Nachdem ich die Besprechung gelesen hatte, sah ich mir den Trailer an – und einen Tag später den Film selbst. Ich kann Hallaschka nur leidenschaftlich widersprechen. Es ist ein grandioser Film, der ganz gewiss tiefe Fragen aufwirft – aber man sollte sie wirklich mutig in aller Tiefe stellen.

Natürlich – es ist leicht, über diesen Vater zu urteilen, der seine sechs Kinder mitten in der Wildnis aufzieht und sie lehrt, in dieser zu überleben, mit hartem Training. Berührend zu sehen, ist, wie die Kinder dies mitmachen, wie sie es einsehen, wie es für sie eine fraglose Tatsache ist, dass dies gut und wichtig – und richtig – ist.

Der Vater ist ein scharfer Kritiker der heutigen Zivilisation, des Kapitalismus, dessen Höhepunkte die Ausbeutung und das Shopping bilden. Sein ältester Sohn empfindet sich selbstbewusst als einen Kommunisten.

Es ist leicht, über diesen Vater zu urteilen, der auf alle Fragen wahrheitsgemäß – und als Atheist rein naturalistisch – antwortet und so schon dem gerade achtjährigen Kind in profanen Worten beantwortet, was Geschlechtsverkehr ist, den Ältesten aber durch die völlige Abschottung der Wildnis dazu bringt, dass dieser bei seiner ersten Begegnung mit einem nicht blutsverwandten Mädchen völlig überfordert ist. Es ist eine fast surreale Szene, als dieser dem Mädchen, nachdem sie sich innig geküsst haben, einen Heiratsantrag macht, ja, fest davon ausgeht, dass sie heiraten werden, weil er völlig überzeugt ist, dass es für sie dieselben unbeschreiblichen Empfindungen waren.

Es ist leicht, zu sagen, diese Kinder wurden völlig weltfremd erzogen, wissen nicht, das Gleichgewicht zu halten, wissen nicht, was Puma und Adidas ist, dürfen keine Cola trinken, sind wie von einem anderen Stern. Es ist leicht, zu urteilen, wenn der Vater am Ende eine seiner Töchter in Lebensgefahr bringt, weil sie beim Versuch, ihren jüngeren Bruder aus dem Haus des Opas zurückzuholen, vom Dach stürzt.

◆ ◆ ◆ ◆ ◆

Schriftliche Aufgaben -
1. Nennen Sie alle Punkte, mit denen der Text über den Film im Satz ab „Es ist leicht, zu sagen“ die Kinder als weltfremd beschreibt.
2. Führen Sie den Text über den Film im gleichen Ton über seinen letzten Satz hinaus fort.

Verfügbare Daten -
◆ ◆ ◆ ◆ ◆

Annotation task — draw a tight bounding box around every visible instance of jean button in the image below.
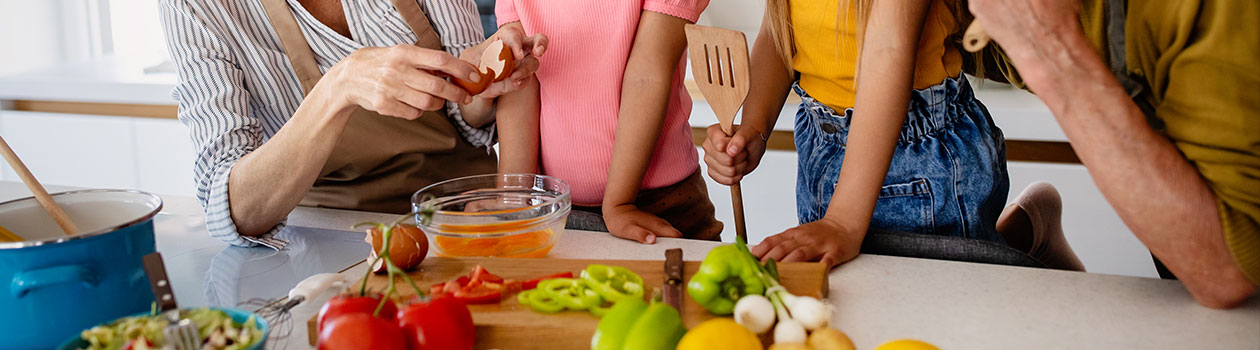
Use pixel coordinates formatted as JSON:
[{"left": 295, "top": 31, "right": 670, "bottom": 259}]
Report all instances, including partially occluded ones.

◆ ◆ ◆ ◆ ◆

Die Antworten -
1. Sie wissen nicht, das Gleichgewicht zu halten; sie wissen nicht, was Puma und Adidas ist; sie dürfen keine Cola trinken; sie sind wie von einem anderen Stern.

2.
Dogmatisch könnte man sagen: Dieser Vater unterliegt extrem der Versuchung, der auch die Essener erlagen, nur am materalistischen Pol. Völlige Abschottung von der Welt...

Aber diese Sicht wäre zu einfach – bei weitem.

Das offenbare Geheimnis

Denn die Kinder lieben ihren Vater – und er erzieht sie wirklich zur Freiheit. Es ist eine Freiheit, die gar nicht vergleichbar ist mit derjenigen der meisten anderen Kinder, weil sie viel tiefer reicht, weil sie sich unglaublich tief verwurzelt. Man sieht, wie diese Kinder sich entwickeln. Sie haben ur-gesunde Empfindungen und Urteile. Sie können sich über das Kranke und Unmoralische der heutigen Zivilisation noch tief wundern, sie können voller Unverständnis, ja, Entsetzen die ,Videospiele’ ihrer Cousins verfolgen. Ihre Seele ist von einer Reinheit, die ihresgleichen sucht.

Das Training des Leibes ist nur die eine Seite. Die andere ist die Entwicklung des Geistes. Auch wenn der Vater eine materialistische Weltanschauung hat, hat er mehr Geist als die meisten anderen. Schon das kleine Kind weiß alles über die ,Bill of Rights’ – die für die viel älteren Cousins ein Fremdwort ist. Der Älteste liebt Musik von Bach und hat die Aufnahmeprüfungen der besten Universitäten des Landes bestanden.

Das Berührendste aber ist die Liebe, die in dem ganzen Film unmittelbar spürbar ist – die Liebe, die von Vater zu Kindern und zurück webt, und auch zwischen den Geschwistern. Es ist ein Zusammenhalt, der außergewöhnlich ist. Und mit absoluter Wahrhaftigkeit setzen sich die Kinder dafür ein, dass die verstorbene Mutter ihren letzten Willen bekommt: nicht begraben zu werden, sondern verbrannt. Wie sie dann mit dem Vater den Sarg entführen, um die Mutter an einem wunderschönen Ort mit Gesang dem Feuer zu übergeben, ist an sich schon ein Fest des Lebens. So, wie der ganze Film eine große, tiefe Bejahung des Lebens und ein Zeugnis der Liebe ist – die viel tiefer reicht als diese oder jene Weltanschauung.

Dieser Vater hat gewiss auch Fehler gemacht – das sagt er selbst –, aber er hat gewiss weitaus weniger Fehler gemacht als die meisten anderen Eltern.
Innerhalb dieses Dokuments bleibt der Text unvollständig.